• _INSTRUCTIONS TO FOLLOW_
Please write out again the part of the entries that opens with the line containing "out the dirt" and closes with the final line of the entries, requests included, adding 18 to every number in the coordinates.

• _DATASET RECORDS_
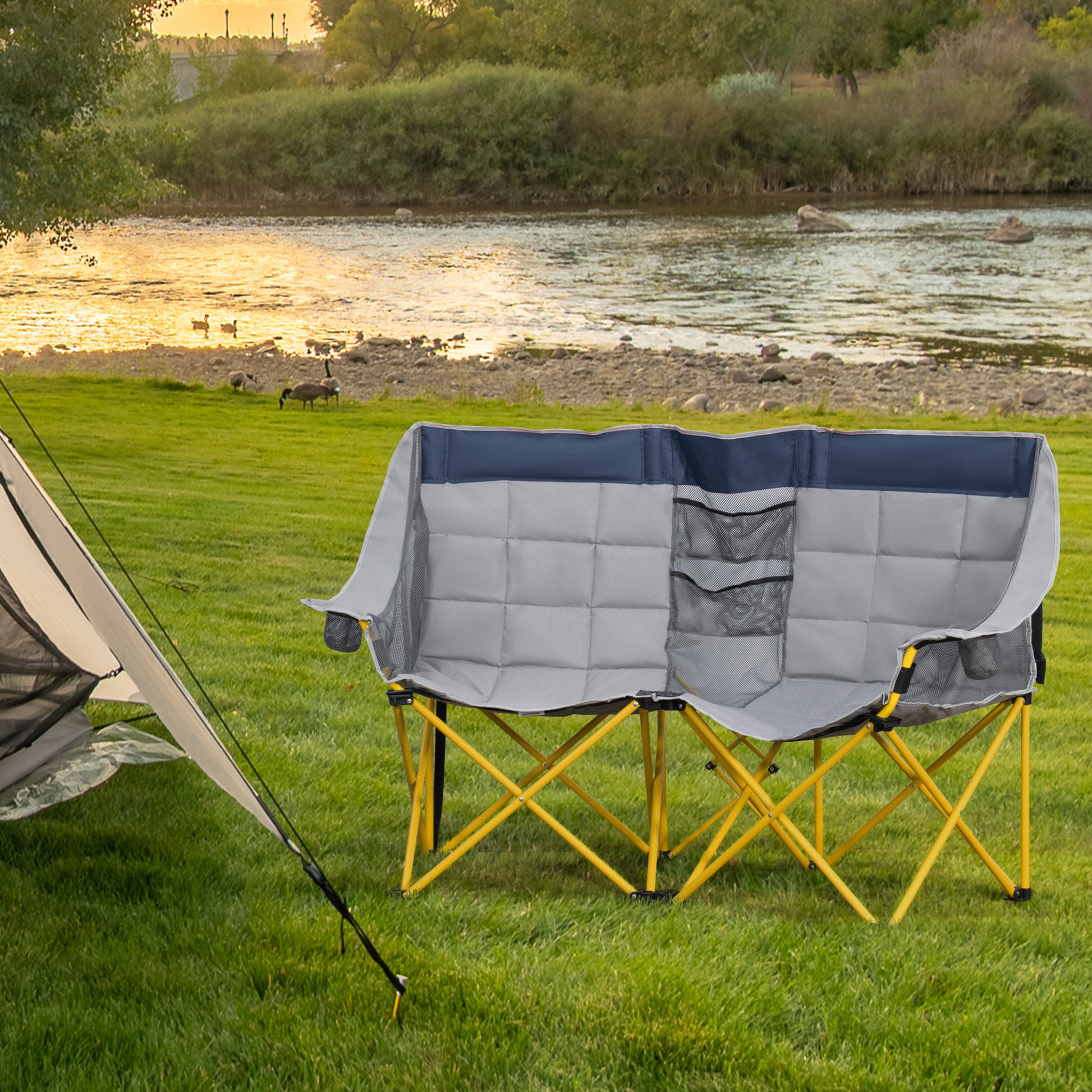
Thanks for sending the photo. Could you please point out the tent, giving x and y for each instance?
(67, 636)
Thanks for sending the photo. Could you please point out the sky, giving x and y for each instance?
(248, 17)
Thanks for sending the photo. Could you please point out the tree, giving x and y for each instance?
(1071, 34)
(63, 167)
(643, 42)
(380, 39)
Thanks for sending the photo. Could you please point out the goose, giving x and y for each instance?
(305, 392)
(238, 380)
(332, 384)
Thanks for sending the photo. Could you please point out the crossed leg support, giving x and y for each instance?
(517, 795)
(748, 791)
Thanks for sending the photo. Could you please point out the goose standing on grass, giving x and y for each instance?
(305, 392)
(332, 384)
(238, 380)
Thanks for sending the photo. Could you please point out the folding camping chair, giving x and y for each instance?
(794, 585)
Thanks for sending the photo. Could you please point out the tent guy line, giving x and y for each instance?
(296, 843)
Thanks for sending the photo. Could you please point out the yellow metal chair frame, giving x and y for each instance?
(747, 792)
(746, 788)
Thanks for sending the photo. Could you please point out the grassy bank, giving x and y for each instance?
(154, 937)
(995, 121)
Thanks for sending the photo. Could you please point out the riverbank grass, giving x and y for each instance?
(155, 937)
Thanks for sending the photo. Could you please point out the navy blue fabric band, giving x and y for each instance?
(985, 465)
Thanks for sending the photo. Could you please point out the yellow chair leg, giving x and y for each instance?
(761, 774)
(776, 811)
(520, 799)
(1026, 797)
(522, 783)
(956, 813)
(569, 783)
(661, 728)
(906, 760)
(415, 813)
(912, 788)
(655, 824)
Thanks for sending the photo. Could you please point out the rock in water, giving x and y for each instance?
(810, 220)
(1013, 230)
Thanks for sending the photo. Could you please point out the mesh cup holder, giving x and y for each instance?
(343, 632)
(749, 609)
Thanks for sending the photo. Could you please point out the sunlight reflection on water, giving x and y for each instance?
(910, 276)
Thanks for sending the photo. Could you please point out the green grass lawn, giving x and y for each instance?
(153, 936)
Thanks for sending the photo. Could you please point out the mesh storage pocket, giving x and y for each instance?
(704, 532)
(748, 609)
(731, 578)
(961, 673)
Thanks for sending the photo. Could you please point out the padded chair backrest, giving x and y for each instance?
(538, 570)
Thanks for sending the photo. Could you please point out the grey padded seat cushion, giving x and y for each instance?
(772, 578)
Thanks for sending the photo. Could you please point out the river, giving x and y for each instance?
(913, 277)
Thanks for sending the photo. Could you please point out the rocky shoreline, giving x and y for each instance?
(675, 379)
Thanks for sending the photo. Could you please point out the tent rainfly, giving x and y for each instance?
(67, 636)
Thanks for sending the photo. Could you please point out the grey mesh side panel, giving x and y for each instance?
(1038, 563)
(732, 569)
(394, 632)
(542, 594)
(369, 589)
(974, 672)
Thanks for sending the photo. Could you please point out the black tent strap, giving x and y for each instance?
(296, 843)
(339, 903)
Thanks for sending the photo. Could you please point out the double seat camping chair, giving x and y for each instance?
(793, 585)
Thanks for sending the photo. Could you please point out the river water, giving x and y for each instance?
(913, 277)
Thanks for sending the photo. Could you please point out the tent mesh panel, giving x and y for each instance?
(396, 634)
(39, 685)
(732, 638)
(958, 673)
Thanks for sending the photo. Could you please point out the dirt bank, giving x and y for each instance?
(627, 374)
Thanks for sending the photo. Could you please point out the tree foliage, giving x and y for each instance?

• _RESPONSE TO THE TASK_
Thanks for sending the photo. Could you please point out the dirt bank, giving x and y for each instance?
(645, 392)
Thanks for sending the photo. Could you please point out the tree foliage, giving x and y for each instance?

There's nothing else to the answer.